BEGIN Excerpt provided

The polypropylene stacking chair or polyprop is a chair manufactured in an injection moulding process using polypropylene. It was designed by Robin Day in 1963 for S. Hille & Co. It is now so iconic that it was selected as one of eight designs in a 2009 series of British stamps of "British Design Classics".

The polypropylene stacking chair is one of the very few chairs that, after over 50 years, is still in production and has been manufactured in forty countries around the world, for use in schools, hospitals, airports, canteens, restaurants, arenas, hotels, as well as homes.

==History==
The chair first appeared on the market in a choice of charcoal or flame-red colours at a price of just under £3. The side chair won a Council of Industrial Design (now the Design Council) award in 1965.

The brief from Hille was for a low-cost, mass-produced stacking chair that would be affordable to all and meet virtually every seating requirement. Over time, it became available in a wide variety of colours and with different forms of base and upholstery. These variations have included Series E for children, made in five sizes with lifting holes, and Polo, which features rows of graduated circular holes, making it suitable for outdoor use.

==Mass production==
The one-piece seat and back were injection moulded from polypropylene, a lightweight thermoplastic with a high impact resistance. Polypropylene was invented by an Italian scientist, Giulio Natta, in 1954.

Examples of the 1973 polypropylene stacking chair can be seen at Clifton Cathedral, Bristol, where it is used for the Nave and Sanctuary seating.

END Excerpt provided

◆ Task to complete
Reproduce the passage on the polypropylene stacking chair from "The brief from" to "for outdoor use.".

BEGIN Extracted material

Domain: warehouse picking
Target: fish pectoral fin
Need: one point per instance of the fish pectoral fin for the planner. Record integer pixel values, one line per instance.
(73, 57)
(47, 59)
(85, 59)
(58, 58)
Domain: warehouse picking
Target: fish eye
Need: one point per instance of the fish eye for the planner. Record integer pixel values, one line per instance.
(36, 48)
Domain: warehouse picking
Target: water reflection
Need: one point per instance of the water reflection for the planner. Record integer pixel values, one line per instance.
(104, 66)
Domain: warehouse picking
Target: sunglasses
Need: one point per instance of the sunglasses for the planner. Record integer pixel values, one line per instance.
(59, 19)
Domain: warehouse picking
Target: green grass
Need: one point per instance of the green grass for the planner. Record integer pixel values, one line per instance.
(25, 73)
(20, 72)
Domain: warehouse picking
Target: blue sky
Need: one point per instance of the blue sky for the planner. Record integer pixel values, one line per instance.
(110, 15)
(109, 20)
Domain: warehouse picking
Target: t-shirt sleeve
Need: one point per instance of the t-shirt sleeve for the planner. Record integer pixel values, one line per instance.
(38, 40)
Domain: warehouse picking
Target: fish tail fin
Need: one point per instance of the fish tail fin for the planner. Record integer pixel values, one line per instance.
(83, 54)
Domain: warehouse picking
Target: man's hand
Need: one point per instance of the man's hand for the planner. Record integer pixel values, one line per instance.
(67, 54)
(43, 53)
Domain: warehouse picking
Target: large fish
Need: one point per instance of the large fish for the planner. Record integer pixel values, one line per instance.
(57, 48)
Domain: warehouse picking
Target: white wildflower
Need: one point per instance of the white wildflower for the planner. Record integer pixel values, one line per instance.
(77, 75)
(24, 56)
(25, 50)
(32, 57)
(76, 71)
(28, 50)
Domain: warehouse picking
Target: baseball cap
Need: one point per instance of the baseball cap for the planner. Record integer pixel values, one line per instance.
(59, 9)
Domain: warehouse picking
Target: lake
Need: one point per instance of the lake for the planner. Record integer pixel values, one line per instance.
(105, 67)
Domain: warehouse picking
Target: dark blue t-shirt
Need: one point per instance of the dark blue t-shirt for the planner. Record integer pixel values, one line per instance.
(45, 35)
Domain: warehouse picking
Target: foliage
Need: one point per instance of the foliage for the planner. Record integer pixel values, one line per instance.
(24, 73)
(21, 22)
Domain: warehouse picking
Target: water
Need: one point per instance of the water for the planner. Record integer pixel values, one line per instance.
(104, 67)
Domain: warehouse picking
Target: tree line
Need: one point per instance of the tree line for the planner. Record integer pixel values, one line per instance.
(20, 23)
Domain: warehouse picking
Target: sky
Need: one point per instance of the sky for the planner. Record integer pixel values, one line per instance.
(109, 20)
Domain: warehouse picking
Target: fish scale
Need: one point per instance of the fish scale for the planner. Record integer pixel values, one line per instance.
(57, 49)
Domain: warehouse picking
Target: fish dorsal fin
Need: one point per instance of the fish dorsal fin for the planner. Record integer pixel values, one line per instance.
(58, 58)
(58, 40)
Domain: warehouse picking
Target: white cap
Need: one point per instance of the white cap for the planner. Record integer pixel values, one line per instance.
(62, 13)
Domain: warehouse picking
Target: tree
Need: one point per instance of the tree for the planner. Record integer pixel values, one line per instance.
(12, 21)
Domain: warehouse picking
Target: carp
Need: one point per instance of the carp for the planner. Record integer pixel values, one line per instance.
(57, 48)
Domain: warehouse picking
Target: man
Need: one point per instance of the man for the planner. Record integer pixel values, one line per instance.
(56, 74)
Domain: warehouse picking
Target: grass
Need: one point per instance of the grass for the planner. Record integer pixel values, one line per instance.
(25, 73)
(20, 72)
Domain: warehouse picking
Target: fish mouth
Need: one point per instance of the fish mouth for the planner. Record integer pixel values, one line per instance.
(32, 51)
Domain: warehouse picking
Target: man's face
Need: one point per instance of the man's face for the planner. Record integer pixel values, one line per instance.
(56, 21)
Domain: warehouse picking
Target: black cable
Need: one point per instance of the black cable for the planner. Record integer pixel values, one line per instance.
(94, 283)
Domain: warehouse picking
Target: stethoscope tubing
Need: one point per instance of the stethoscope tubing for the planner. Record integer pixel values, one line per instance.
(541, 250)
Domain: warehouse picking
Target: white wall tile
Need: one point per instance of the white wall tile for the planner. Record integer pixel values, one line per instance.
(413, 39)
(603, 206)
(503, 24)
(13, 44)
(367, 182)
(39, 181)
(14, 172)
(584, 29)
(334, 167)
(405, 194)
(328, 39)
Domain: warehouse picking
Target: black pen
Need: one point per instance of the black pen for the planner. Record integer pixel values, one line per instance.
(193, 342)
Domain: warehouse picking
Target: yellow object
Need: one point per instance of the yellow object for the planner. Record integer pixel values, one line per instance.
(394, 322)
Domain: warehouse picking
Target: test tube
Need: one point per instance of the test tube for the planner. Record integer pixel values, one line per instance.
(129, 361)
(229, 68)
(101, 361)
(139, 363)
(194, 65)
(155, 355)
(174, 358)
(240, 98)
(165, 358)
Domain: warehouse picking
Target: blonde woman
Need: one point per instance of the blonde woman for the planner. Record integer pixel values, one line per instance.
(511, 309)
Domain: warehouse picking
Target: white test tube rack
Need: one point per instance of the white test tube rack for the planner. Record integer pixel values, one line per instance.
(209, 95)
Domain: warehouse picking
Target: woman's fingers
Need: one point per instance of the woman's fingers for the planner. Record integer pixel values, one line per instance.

END Extracted material

◆ Response
The brief from Hille was for a low-cost, mass-produced stacking chair that would be affordable to all and meet virtually every seating requirement. Over time, it became available in a wide variety of colours and with different forms of base and upholstery. These variations have included Series E for children, made in five sizes with lifting holes, and Polo, which features rows of graduated circular holes, making it suitable for outdoor use.